# Requirements:
Please put the rows between the line holding "of the road" and the line holding "point(156, 42)", inclusive, into a Markdown table with two columns: Num for a running number and Text for the line itself, leaving out any blank lines.

# Provided data:
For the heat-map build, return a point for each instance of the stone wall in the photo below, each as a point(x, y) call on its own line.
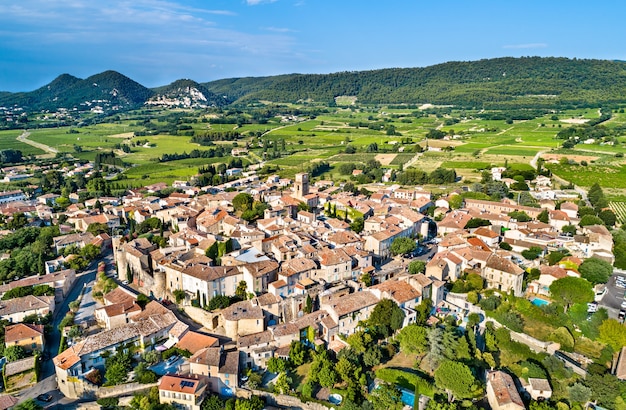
point(199, 315)
point(281, 400)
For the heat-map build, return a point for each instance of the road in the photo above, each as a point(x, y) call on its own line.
point(24, 138)
point(47, 383)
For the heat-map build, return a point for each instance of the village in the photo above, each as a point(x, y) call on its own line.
point(221, 300)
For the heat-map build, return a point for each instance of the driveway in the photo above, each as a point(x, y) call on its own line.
point(47, 383)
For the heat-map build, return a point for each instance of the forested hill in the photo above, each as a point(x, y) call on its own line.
point(493, 82)
point(496, 83)
point(106, 89)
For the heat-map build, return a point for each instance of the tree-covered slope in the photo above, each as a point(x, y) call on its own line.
point(107, 89)
point(508, 81)
point(186, 93)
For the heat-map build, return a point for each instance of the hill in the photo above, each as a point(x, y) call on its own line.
point(109, 89)
point(495, 83)
point(506, 82)
point(186, 94)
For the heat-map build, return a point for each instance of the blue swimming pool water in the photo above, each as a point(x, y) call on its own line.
point(407, 397)
point(539, 302)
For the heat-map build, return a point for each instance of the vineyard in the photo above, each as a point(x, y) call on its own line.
point(619, 208)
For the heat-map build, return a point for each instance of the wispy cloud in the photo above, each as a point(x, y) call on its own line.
point(527, 45)
point(257, 2)
point(278, 29)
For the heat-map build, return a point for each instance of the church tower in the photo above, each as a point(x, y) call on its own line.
point(301, 185)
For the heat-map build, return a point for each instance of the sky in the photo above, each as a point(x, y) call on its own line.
point(156, 42)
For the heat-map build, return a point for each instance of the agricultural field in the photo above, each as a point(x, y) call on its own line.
point(476, 143)
point(8, 140)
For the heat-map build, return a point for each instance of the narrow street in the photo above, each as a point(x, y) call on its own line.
point(47, 383)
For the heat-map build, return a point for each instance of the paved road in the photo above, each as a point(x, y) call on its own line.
point(24, 138)
point(47, 383)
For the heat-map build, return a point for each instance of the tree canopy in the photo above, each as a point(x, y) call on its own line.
point(402, 246)
point(595, 270)
point(387, 317)
point(570, 290)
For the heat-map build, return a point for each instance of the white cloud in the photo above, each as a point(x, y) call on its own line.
point(257, 2)
point(527, 45)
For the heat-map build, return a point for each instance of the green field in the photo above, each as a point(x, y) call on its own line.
point(476, 144)
point(8, 140)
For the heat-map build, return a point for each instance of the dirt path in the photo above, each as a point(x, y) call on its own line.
point(24, 138)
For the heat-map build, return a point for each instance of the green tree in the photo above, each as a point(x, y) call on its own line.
point(608, 217)
point(142, 300)
point(212, 402)
point(457, 379)
point(416, 267)
point(14, 353)
point(413, 339)
point(613, 333)
point(387, 317)
point(386, 397)
point(97, 228)
point(402, 246)
point(28, 404)
point(579, 393)
point(282, 383)
point(276, 365)
point(179, 295)
point(297, 353)
point(357, 225)
point(242, 290)
point(532, 253)
point(243, 202)
point(590, 220)
point(595, 270)
point(569, 290)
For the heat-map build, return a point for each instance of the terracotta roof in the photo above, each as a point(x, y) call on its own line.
point(227, 361)
point(193, 341)
point(331, 257)
point(242, 310)
point(504, 265)
point(181, 384)
point(352, 302)
point(255, 339)
point(399, 291)
point(504, 389)
point(7, 401)
point(21, 331)
point(25, 304)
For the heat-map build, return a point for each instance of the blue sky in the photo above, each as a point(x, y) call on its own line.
point(158, 41)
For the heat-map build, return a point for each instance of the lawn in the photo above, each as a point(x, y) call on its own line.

# Solution to the exercise:
| Num | Text |
|---|---|
| 1 | For the heat-map build, return a point for each instance of the road in the photo above, each as a point(x, y) call on its own line. |
| 2 | point(24, 138) |
| 3 | point(47, 383) |
| 4 | For the heat-map build, return a point for each instance of the village in the photo above, each as a point(x, y) call on its own line. |
| 5 | point(221, 300) |
| 6 | For the heat-map build, return a point for each instance of the driveway in the photo above, each as a point(x, y) call on its own line. |
| 7 | point(47, 383) |
| 8 | For the heat-map build, return a point for each instance of the forested hill in the photo above, each as a point(x, y) call on its own line. |
| 9 | point(493, 82) |
| 10 | point(496, 83) |
| 11 | point(106, 89) |
| 12 | For the heat-map build, return a point for each instance of the tree-covered slope in the photo above, each as a point(x, y) call on its own line. |
| 13 | point(107, 89) |
| 14 | point(508, 81) |
| 15 | point(186, 93) |
| 16 | For the heat-map build, return a point for each instance of the hill in the photo above, each as a point(x, y) call on its own line. |
| 17 | point(109, 89) |
| 18 | point(495, 83) |
| 19 | point(506, 82) |
| 20 | point(186, 94) |
| 21 | For the heat-map build, return a point for each instance of the blue swimming pool water in the photo above, each as a point(x, y) call on its own line. |
| 22 | point(407, 397) |
| 23 | point(539, 302) |
| 24 | For the heat-map build, return a point for each instance of the vineyard in the photo above, each as a point(x, y) call on its own line. |
| 25 | point(619, 208) |
| 26 | For the heat-map build, return a point for each instance of the wispy cloud in the photo above, each as a point(x, y) call on its own line. |
| 27 | point(527, 45) |
| 28 | point(257, 2) |
| 29 | point(278, 29) |
| 30 | For the heat-map build, return a point for each instance of the church tower in the photo above, each as a point(x, y) call on its own line. |
| 31 | point(301, 185) |
| 32 | For the heat-map build, return a point for each instance of the sky in the photo above, each as a point(x, y) call on its own line. |
| 33 | point(156, 42) |